— The exercise —
Reproduce each of the following lines word for word.

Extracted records
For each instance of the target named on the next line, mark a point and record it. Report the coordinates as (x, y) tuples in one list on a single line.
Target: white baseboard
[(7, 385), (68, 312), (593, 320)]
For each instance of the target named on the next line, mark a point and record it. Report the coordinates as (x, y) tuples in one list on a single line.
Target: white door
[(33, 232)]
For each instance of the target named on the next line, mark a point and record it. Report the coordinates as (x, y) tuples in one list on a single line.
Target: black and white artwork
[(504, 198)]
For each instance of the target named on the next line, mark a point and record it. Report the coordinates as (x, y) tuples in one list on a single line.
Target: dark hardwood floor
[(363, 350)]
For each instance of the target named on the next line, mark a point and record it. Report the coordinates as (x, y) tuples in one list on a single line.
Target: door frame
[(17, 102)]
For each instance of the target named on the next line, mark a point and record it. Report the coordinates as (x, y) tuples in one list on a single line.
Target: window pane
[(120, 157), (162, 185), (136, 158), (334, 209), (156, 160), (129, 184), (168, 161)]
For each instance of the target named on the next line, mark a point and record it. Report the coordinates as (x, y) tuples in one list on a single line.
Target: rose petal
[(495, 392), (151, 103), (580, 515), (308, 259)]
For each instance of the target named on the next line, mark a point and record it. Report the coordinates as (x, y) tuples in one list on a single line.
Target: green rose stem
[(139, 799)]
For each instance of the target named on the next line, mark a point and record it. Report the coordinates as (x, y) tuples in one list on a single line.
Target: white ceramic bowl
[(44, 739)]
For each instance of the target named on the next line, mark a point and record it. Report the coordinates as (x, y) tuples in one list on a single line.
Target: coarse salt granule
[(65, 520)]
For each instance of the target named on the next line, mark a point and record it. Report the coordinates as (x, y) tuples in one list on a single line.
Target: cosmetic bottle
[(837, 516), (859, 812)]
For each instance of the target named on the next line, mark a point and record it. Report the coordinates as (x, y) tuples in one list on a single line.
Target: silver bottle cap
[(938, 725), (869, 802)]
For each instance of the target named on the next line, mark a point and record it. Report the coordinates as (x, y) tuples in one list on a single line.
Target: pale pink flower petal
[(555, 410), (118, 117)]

— In response —
For each instance of the target named on the next line, mark a point and record it. Report the coordinates as (x, y) tuples in one list on a single line.
Target: white baseboard
[(7, 385), (68, 312), (593, 320)]
For each instance of the target named on the next line, mark a point and record it. Report the coordinates as (x, y) tuples in one list on a single line.
Target: white door
[(33, 232)]
For each instance of the target named on the next line, mark a point and record it. Report the coordinates as (x, y) tuples in one list on a single line.
Target: black and white artwork
[(504, 198)]
For each instance of the target named on the next line, mark a point and record it. Report the coordinates as (x, y) tuples in one list on a single line.
Target: dark hardwood floor
[(363, 350)]
For each instance of the target named on the next line, mark a point and record it. Report the coordinates as (x, y) tuples in one list on a single line.
Target: door frame
[(17, 102)]
For each instance of the target named on the next line, mark a point and record it. Report the coordinates as (x, y) tuples in one list on a single line.
Target: window pane
[(120, 157), (162, 185), (136, 158), (334, 209), (156, 160), (129, 184), (168, 161)]
For each instance of the target named on the next line, mark a point and record it. Report the coordinates as (x, y) tuples in one list on a single line.
Target: rose petal
[(495, 392), (151, 103), (580, 515), (308, 259)]
For each instance of the target named on the next line, mark a point and record it. Report the coordinates as (x, y) tuples in one list on a single line.
Target: green rose stem
[(139, 799)]
For each instance of the target named on the next line, mark a point and record it. Report the coordinates as (x, y) tuples in one list on a single line.
Target: white ceramic bowl
[(44, 739)]
For each instance of the target named on the next line, mark a point and record it. Report the coordinates as (x, y) tuples in one list on a single line.
Target: coarse salt granule
[(65, 520)]
For each instance of the target named on the next line, mark a point and record it. Report the coordinates as (x, y) tuples in one list on a single line.
Target: cosmetic bottle
[(837, 516), (859, 812)]
For each instance of the target named on the next line, mark a point and record it. Report the coordinates as (x, y) tuples in one list on a single line.
Target: silver bottle cap
[(938, 725), (869, 802)]
For each instance of the target named on the next line, mark a point and record it. Report the coordinates as (x, y) tuples in one list on a single line.
Target: pale pink flower petal
[(555, 410), (118, 117)]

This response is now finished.